Records from a dataset
'''

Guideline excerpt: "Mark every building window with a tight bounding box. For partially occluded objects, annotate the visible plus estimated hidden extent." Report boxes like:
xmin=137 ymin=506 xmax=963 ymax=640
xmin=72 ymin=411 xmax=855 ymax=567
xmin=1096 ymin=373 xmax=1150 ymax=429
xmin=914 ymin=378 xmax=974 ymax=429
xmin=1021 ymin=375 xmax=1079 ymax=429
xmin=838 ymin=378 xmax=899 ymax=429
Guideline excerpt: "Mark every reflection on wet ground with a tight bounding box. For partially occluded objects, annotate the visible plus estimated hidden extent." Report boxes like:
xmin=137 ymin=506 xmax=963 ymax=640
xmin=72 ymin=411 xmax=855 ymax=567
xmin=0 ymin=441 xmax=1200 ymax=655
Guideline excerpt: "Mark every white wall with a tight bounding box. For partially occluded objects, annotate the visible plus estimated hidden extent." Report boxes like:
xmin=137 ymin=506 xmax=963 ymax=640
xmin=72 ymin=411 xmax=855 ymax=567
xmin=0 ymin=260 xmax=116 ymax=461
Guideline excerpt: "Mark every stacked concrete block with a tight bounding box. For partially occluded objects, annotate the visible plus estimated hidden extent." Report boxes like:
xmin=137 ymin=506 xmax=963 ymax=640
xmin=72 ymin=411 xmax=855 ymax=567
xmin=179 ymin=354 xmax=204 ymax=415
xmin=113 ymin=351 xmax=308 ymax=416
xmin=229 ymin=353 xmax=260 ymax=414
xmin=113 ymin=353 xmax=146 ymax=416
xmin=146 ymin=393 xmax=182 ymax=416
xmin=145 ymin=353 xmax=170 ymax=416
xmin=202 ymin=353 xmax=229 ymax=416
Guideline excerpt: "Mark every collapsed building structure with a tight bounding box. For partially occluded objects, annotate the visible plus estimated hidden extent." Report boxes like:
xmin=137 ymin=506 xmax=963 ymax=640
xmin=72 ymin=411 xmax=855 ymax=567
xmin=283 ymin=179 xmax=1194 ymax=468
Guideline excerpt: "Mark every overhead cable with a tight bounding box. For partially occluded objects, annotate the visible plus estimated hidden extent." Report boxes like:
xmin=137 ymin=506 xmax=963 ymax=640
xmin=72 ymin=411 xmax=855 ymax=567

'''

**TASK DESCRIPTION**.
Rewrite the data above with "tight bounding box" swapped for "close-fitting bounding box" everywhere it occurs, leaving everything else unchanged.

**RESULT OF THE TASK**.
Guideline excerpt: "Mark every building window with a close-fitting bounding box. For partially occluded objects, annotate the visible plus estimated hidden extent." Report boxes like:
xmin=137 ymin=506 xmax=963 ymax=640
xmin=72 ymin=411 xmax=855 ymax=567
xmin=1096 ymin=373 xmax=1150 ymax=429
xmin=914 ymin=378 xmax=974 ymax=429
xmin=1021 ymin=375 xmax=1079 ymax=429
xmin=838 ymin=378 xmax=899 ymax=429
Guideline excerpt: "Mark every reflection on wet ground with a close-fitting bounding box. For partially occluded objects, annotate the visible plus estimated hidden extent." Report boxes like:
xmin=137 ymin=506 xmax=963 ymax=640
xmin=72 ymin=411 xmax=855 ymax=567
xmin=0 ymin=441 xmax=1200 ymax=655
Guideline excerpt: "Mark every white wall with a close-fitting bounding box. For partially occluded objects, annotate the visible plus estimated hidden extent." Report boxes like:
xmin=137 ymin=506 xmax=963 ymax=640
xmin=72 ymin=411 xmax=855 ymax=567
xmin=0 ymin=260 xmax=116 ymax=461
Guideline excerpt: "Mark every stacked concrete block with a close-fitting bounding box. For partially occluded objects, annotate the visible plus estimated hidden extent." Report boxes like:
xmin=137 ymin=506 xmax=963 ymax=640
xmin=72 ymin=411 xmax=855 ymax=567
xmin=179 ymin=354 xmax=204 ymax=415
xmin=113 ymin=351 xmax=308 ymax=416
xmin=229 ymin=353 xmax=260 ymax=414
xmin=113 ymin=353 xmax=146 ymax=416
xmin=146 ymin=393 xmax=182 ymax=416
xmin=145 ymin=353 xmax=170 ymax=416
xmin=202 ymin=353 xmax=229 ymax=416
Guideline excerpt: "Mark every collapsed building structure with a close-fitting bounding box. For partially occluded objects, annotate the visible plus estimated hidden extent." Report boxes like:
xmin=137 ymin=506 xmax=963 ymax=640
xmin=72 ymin=411 xmax=855 ymax=567
xmin=283 ymin=179 xmax=1194 ymax=468
Guideline excerpt: "Mark every overhead cable with a close-fitting bounding box. For partially occluded objects, annotate the visible plus estimated hidden extent." Report boxes like:
xmin=137 ymin=506 xmax=963 ymax=640
xmin=72 ymin=411 xmax=855 ymax=567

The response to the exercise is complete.